→ PETIKAN TEKS:
Pohon Mati, Vampir, dan Cinta  

Reporter

Editor

Jumat, 18 Juni 2010 07:31 WIB

Kim Jae-duk. (TEMPO/Novi Kartika)
TEMPO Interaktif, Dunia tari kembali berpesta. Sepanjang 14-17 Juni ini, Institut Kesenian Jakarta menggelar perhelatan Indonesian Dance Festival yang ke-10 di Taman Ismail Marzuki, Jakarta. Festival tari internasional dua tahunan ini tak hanya diikuti para penari Indonesia, tapi juga mancanegara.

Saban harinya disuguhkan pertunjukan utama yang digelar setiap malam sebagai penutup acara seluruh kegiatan hari itu. Terdapat enam penampil dari luar negeri, antara lain Korea, Jepang, Jerman, Taiwan, dan Afrika Selatan.

Pada acara pembukaan Senin lalu, salah satu peserta luar negeri yang tampil adalah Kim Jae-duk, koreografer dari Korea. Bersama enam penari lainnya, Kim menyuguhkan tari bertajuk Darkness Poomba. Konsep tari tersebut adalah memperdengarkan sesi melodi tradisional Korea, Poomba, dengan musik modern. Instrumen modern yang dimainkan adalah alat musik standar band: gitar, bas, dan drum. Lagu tradisional Korea yang dipilih Kim berjudul Sim Bong Sa, semacam kidung yang bercerita. Dalam bentuk aslinya, lagu itu diiringi dengan perkusi.

→ KUMPULAN DATA:
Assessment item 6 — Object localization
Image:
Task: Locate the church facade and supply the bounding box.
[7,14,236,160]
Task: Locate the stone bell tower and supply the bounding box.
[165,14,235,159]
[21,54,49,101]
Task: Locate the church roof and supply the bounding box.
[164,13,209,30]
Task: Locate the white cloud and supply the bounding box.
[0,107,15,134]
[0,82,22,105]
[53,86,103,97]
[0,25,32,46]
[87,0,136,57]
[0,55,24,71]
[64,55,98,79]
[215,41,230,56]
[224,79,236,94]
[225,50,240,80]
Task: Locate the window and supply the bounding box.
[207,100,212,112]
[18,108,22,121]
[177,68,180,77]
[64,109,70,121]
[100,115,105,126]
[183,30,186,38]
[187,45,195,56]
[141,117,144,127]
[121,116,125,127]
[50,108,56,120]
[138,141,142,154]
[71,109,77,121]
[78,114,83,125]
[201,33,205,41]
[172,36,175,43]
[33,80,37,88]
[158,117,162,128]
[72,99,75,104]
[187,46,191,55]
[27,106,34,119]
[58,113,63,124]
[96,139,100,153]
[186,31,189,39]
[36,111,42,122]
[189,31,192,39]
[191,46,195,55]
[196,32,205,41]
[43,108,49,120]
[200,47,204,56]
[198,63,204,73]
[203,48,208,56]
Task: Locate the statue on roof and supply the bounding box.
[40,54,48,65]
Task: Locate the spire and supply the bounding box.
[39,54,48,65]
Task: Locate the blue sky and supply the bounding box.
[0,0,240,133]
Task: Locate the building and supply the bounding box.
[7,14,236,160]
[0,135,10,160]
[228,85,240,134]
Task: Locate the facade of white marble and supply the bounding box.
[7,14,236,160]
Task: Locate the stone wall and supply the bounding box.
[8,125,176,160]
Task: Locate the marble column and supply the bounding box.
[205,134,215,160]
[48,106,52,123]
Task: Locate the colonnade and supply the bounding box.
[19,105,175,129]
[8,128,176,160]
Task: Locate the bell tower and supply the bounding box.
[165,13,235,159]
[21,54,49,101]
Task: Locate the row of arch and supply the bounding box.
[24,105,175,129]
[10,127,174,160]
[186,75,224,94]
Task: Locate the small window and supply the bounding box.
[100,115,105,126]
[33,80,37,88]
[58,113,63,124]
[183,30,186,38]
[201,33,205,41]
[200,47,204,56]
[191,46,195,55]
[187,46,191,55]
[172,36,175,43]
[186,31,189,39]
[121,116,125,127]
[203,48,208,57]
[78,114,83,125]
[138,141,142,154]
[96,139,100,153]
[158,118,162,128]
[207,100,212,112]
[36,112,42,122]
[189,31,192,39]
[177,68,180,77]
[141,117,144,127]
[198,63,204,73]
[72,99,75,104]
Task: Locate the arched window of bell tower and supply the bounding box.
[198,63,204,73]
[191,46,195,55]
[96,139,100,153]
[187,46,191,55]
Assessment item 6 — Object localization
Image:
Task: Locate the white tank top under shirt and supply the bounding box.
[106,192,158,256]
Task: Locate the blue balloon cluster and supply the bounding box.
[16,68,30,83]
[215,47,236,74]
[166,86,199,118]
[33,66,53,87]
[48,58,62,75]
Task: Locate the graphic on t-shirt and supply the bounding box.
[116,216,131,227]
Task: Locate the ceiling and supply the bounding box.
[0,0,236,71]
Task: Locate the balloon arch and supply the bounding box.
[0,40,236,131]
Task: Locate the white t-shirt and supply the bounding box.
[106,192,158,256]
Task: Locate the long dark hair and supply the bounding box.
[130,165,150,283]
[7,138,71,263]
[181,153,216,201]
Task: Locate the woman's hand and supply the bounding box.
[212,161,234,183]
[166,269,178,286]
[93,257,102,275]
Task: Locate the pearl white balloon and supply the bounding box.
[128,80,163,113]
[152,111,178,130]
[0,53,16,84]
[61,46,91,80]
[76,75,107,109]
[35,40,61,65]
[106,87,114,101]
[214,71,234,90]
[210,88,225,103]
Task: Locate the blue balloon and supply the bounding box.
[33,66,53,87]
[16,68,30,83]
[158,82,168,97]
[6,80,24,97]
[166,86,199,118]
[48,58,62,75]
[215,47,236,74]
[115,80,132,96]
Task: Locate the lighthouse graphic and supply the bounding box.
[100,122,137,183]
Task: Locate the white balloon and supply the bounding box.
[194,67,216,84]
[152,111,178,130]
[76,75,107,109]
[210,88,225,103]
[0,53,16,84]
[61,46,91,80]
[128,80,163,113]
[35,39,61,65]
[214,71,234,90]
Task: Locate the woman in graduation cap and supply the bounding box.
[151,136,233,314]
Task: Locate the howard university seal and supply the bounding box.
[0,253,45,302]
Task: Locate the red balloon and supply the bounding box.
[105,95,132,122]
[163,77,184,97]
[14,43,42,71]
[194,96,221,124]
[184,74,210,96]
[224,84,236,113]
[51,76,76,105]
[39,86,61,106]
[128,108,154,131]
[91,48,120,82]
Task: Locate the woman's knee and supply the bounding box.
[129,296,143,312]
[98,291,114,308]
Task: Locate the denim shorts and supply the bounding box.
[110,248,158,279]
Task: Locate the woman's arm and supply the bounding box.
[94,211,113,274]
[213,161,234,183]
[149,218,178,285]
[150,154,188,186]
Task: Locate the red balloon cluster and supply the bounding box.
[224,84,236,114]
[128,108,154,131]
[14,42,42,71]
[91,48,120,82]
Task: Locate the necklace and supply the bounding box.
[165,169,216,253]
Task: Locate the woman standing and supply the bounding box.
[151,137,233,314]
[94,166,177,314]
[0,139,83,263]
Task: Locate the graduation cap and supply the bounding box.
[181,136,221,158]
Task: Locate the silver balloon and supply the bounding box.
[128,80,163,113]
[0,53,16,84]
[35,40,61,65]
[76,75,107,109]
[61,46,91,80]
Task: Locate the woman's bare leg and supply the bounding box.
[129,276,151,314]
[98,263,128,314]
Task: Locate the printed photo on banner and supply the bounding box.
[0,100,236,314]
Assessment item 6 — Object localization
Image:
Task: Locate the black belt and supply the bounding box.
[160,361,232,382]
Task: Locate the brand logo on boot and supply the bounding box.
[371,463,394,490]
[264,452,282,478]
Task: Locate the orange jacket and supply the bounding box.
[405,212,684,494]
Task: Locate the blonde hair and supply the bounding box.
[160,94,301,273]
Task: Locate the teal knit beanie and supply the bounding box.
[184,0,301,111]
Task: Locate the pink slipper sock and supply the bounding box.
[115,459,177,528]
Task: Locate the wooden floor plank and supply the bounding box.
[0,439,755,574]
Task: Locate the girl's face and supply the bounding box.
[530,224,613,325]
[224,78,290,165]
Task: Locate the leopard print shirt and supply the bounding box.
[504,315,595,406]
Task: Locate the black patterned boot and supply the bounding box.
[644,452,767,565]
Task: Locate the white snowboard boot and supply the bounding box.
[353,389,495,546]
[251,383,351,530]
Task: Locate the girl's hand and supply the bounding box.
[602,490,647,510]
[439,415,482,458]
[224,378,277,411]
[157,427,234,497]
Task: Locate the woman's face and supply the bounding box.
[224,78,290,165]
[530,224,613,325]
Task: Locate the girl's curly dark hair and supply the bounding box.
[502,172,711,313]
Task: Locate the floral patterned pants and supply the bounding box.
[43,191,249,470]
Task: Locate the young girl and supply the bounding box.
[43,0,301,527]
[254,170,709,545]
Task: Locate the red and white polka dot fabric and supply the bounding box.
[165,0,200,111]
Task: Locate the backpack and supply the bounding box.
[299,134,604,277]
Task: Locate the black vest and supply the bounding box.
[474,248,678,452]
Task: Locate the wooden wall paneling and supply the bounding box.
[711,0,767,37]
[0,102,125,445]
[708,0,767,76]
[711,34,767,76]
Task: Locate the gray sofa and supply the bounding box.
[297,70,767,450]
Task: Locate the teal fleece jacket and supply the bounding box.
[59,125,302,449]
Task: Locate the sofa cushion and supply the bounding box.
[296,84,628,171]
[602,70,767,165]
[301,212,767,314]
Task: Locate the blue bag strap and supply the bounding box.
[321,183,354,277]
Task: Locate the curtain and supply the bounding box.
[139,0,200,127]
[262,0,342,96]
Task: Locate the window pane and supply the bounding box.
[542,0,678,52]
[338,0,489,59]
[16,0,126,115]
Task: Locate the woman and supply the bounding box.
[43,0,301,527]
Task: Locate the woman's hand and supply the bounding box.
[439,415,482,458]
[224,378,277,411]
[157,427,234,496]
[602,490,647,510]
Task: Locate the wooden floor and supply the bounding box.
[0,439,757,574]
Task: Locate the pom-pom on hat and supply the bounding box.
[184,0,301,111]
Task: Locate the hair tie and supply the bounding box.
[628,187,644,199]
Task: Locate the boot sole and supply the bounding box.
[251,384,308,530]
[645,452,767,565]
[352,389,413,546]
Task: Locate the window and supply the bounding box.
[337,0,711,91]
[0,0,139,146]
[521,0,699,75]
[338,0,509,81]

* * *

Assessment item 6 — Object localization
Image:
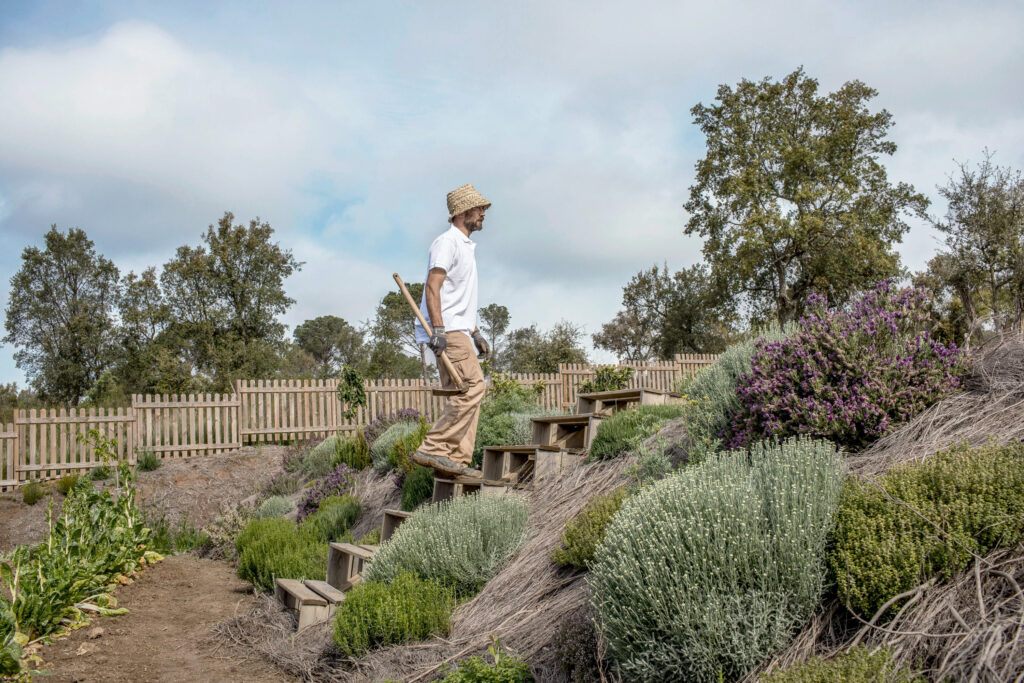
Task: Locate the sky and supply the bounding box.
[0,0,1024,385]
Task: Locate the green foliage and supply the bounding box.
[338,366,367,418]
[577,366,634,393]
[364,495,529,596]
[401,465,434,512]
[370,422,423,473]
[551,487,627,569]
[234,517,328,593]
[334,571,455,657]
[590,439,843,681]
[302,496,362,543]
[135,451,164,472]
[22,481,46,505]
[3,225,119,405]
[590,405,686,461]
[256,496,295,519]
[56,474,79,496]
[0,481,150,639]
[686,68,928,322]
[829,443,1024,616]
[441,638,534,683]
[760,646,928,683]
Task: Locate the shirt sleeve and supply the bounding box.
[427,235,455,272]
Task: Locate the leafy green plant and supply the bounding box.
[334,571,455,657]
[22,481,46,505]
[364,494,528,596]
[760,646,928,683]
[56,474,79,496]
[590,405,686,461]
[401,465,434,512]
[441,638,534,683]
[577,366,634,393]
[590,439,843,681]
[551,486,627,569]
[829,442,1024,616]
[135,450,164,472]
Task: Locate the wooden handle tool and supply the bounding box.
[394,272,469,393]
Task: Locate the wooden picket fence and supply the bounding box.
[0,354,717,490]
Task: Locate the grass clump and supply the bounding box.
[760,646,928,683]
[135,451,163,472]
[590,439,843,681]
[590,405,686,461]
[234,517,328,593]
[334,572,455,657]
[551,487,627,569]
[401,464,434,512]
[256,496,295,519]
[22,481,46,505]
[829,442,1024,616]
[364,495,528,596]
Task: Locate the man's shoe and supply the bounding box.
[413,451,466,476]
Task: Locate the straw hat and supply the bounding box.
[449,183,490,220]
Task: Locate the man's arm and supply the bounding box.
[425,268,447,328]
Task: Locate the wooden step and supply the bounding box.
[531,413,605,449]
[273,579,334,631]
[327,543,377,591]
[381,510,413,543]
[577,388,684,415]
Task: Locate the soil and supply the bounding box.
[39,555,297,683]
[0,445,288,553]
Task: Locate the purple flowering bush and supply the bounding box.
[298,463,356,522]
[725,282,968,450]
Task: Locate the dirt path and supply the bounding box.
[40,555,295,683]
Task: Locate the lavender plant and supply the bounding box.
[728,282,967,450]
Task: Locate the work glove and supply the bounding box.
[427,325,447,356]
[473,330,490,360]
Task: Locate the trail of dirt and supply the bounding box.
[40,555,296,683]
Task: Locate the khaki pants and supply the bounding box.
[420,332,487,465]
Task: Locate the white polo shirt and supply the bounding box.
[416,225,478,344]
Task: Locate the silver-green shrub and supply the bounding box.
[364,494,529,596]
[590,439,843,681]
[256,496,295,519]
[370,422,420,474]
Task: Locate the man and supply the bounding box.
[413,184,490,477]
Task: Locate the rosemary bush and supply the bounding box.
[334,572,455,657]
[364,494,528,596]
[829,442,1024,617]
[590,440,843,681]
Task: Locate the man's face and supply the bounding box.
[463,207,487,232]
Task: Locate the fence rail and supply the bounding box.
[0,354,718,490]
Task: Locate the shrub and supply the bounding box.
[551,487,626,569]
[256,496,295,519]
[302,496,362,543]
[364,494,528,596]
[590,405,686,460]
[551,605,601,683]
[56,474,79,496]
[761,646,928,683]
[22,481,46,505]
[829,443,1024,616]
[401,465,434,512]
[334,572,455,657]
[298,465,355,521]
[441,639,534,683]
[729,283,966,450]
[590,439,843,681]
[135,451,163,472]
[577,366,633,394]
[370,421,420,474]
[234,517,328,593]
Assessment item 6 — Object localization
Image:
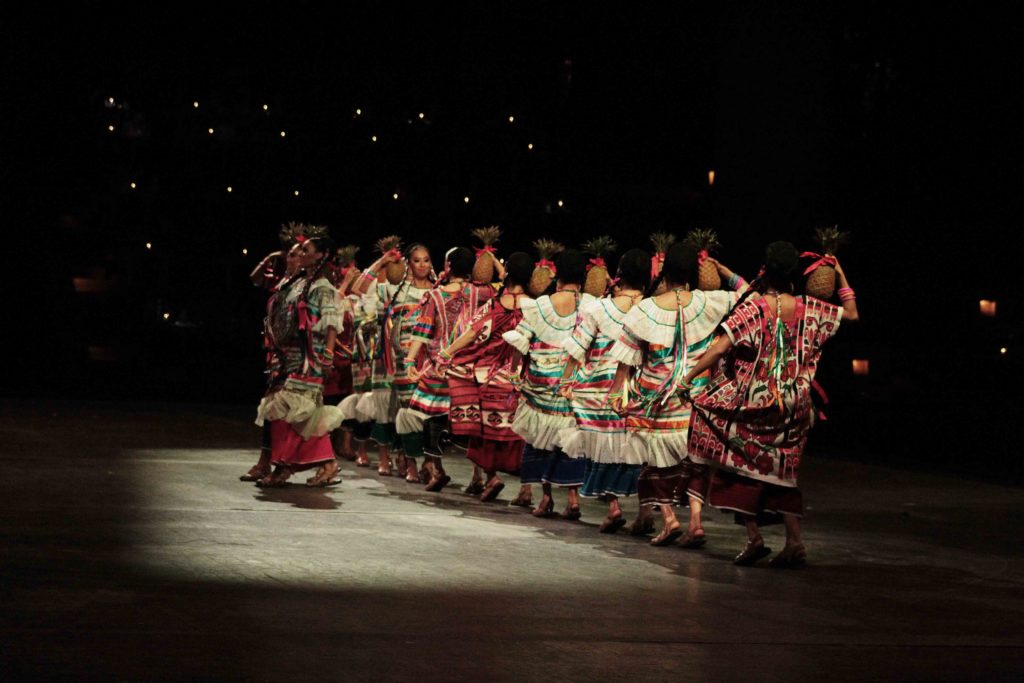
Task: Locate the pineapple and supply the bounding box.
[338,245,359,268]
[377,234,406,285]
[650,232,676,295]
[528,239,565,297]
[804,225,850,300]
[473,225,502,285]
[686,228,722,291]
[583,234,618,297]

==

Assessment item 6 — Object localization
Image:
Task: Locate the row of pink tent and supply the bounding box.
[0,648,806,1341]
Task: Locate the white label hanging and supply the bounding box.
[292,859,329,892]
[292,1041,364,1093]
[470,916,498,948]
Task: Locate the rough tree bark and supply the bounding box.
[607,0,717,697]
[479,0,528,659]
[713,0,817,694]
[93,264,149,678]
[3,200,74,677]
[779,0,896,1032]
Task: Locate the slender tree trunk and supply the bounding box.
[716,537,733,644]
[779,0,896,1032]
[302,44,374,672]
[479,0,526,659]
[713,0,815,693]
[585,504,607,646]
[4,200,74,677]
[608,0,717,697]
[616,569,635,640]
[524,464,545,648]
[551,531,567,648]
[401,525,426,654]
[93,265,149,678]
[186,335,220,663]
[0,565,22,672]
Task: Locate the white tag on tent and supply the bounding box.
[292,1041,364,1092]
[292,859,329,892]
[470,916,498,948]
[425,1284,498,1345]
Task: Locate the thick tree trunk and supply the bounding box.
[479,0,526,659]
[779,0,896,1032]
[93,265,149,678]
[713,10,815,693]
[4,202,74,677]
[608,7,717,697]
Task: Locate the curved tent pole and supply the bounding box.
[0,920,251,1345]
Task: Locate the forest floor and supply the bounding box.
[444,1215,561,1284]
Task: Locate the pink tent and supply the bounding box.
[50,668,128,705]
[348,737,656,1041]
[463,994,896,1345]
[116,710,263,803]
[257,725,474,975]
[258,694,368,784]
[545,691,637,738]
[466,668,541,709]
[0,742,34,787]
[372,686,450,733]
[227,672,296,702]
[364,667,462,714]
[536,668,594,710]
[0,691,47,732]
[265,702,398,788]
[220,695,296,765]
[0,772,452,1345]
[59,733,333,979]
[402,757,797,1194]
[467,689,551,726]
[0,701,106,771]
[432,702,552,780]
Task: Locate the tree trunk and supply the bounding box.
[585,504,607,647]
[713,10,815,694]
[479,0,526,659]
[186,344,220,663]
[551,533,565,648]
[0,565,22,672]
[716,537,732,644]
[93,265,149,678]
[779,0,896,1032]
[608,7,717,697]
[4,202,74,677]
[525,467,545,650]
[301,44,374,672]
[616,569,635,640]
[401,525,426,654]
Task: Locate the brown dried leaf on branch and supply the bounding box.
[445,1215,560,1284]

→ RUMUSAN SOAL: Menurut petikan teks tentang Indonesian Dance Festival, apa judul lagu tradisional Korea yang dipilih Kim Jae-duk?

→ JAWABAN TERTULIS: Sim Bong Sa.